● What needs to be done: Write out each record below exactly as it appears, with no pictures.

● Provided records:
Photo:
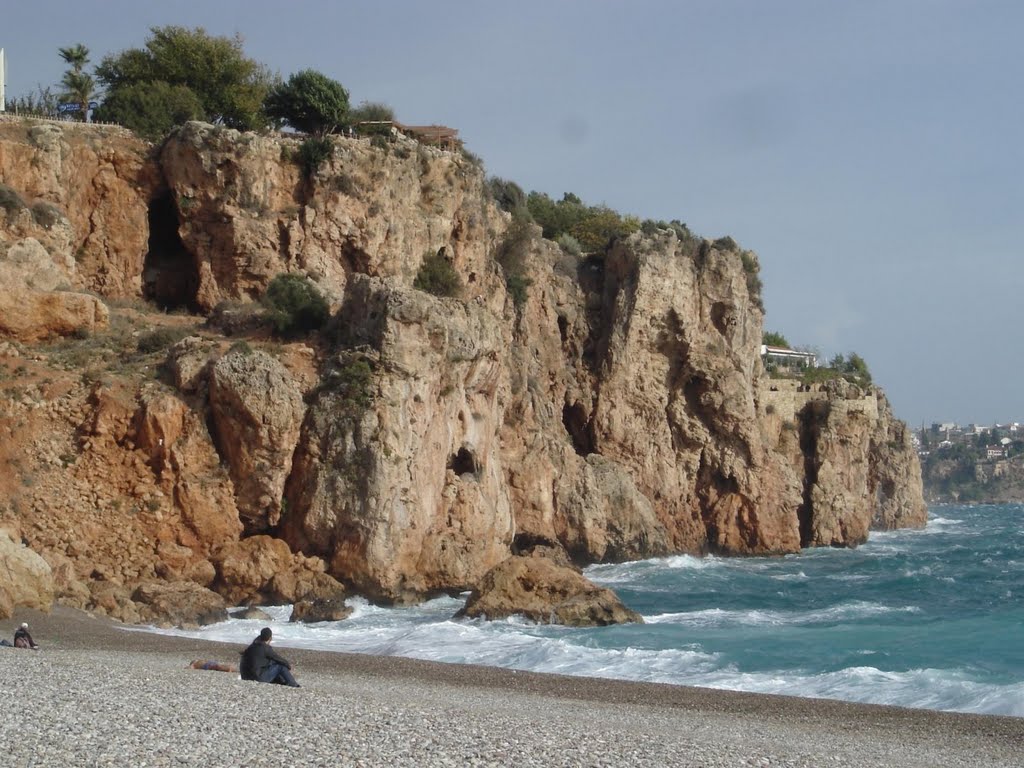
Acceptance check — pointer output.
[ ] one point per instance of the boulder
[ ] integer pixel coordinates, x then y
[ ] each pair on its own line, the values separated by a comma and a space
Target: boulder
252, 613
262, 569
179, 603
257, 411
321, 609
28, 581
547, 592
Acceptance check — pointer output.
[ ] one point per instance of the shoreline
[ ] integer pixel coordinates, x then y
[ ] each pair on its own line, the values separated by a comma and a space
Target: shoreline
549, 716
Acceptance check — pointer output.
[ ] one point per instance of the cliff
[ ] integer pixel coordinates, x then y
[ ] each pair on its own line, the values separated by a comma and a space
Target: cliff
619, 412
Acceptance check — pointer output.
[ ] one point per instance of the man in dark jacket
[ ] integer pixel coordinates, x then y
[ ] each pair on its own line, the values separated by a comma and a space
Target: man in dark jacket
263, 664
23, 639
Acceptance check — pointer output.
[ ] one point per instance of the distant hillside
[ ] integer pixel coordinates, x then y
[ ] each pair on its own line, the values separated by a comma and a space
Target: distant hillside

● Result:
Photo:
Acceptance check — pointer output.
[ ] one point per instance of the boulder
[ ] integer pixel coordinates, x then y
[ ] each pair on its own line, the values separated by a comma and a space
Target: boulder
252, 613
262, 569
179, 603
257, 411
321, 609
28, 581
547, 592
Acceptance check — pointer output.
[ ] one point per instance of the shoreline
[ ] integer pixel coordinates, x then y
[ ] each pair on its own line, the values separated by a comma and a space
Target: shoreline
549, 716
Acceptance check — pointer output.
[ ] one point per instance of the cliff
[ ] integer pixel coordinates, x then y
[ ] each pair on its own line, the values separated by a comma and a space
Target: cliff
619, 412
Acceptance check — pointer output.
[ ] one point per instance of the man in dark jacket
[ ] integer pixel coordinates, x then y
[ ] each pair on its own line, the values separated by a comma and a space
Target: man in dark jacket
263, 664
23, 639
Acceptance check — pointer output.
[ ] one point per instance of the distant hillside
[ ] integer pixel coordinates, x then y
[ ] each pair on its own line, the values separated by a comma and a space
Target: distant hillside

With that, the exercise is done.